━━━ TEXTE SOURCE
Ce qu'il a fait peut être considéré en deux temps : le premier est la nomination, effective ou fuitée, de personnalités disons peu enthousiasmantes, peu connues ou suspectes (Rubio), à des postes chargés d'exécuter la politique de sécurité nationale. Le second est la mise en place d'une ligne de "défense agressive" (comme disent les Russes en Ukraine), ultrapuissante, faite de personnalités sûres et extrêmement efficaces, très-connues comme telles et en général, pour entreprendre un travail de surveillance et de réformes structurelles en profondeur des bureaucraties concernées. Le travail de Trump, en plus de dominer l'ensemble bien entendu, est essentiellement de formuler et de conduire les grandes lignes de la politique de sécurité nationale. Il semble qu'il ait appris à déléguer ses pouvoirs après avoir trouvé la bande très diversifiée qui lui convient.
━━━━━━
━━━ DONNÉES FOURNIES
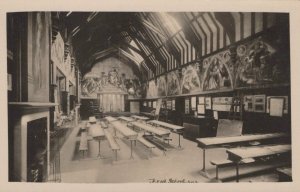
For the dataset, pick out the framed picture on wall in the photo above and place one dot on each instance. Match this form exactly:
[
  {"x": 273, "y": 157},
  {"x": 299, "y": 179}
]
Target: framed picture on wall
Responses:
[
  {"x": 276, "y": 106},
  {"x": 187, "y": 106},
  {"x": 149, "y": 103},
  {"x": 201, "y": 109},
  {"x": 193, "y": 103},
  {"x": 154, "y": 104},
  {"x": 248, "y": 103},
  {"x": 285, "y": 106},
  {"x": 259, "y": 103},
  {"x": 201, "y": 100},
  {"x": 207, "y": 102},
  {"x": 173, "y": 105}
]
━━━━━━
- [CONSIGNE]
Recopiez mot pour mot le texte sur les nominations de Trump en matière de sécurité nationale, du début à la fin.

- [RÉPONSE COMPLÈTE]
Ce qu'il a fait peut être considéré en deux temps : le premier est la nomination, effective ou fuitée, de personnalités disons peu enthousiasmantes, peu connues ou suspectes (Rubio), à des postes chargés d'exécuter la politique de sécurité nationale. Le second est la mise en place d'une ligne de "défense agressive" (comme disent les Russes en Ukraine), ultrapuissante, faite de personnalités sûres et extrêmement efficaces, très-connues comme telles et en général, pour entreprendre un travail de surveillance et de réformes structurelles en profondeur des bureaucraties concernées. Le travail de Trump, en plus de dominer l'ensemble bien entendu, est essentiellement de formuler et de conduire les grandes lignes de la politique de sécurité nationale. Il semble qu'il ait appris à déléguer ses pouvoirs après avoir trouvé la bande très diversifiée qui lui convient.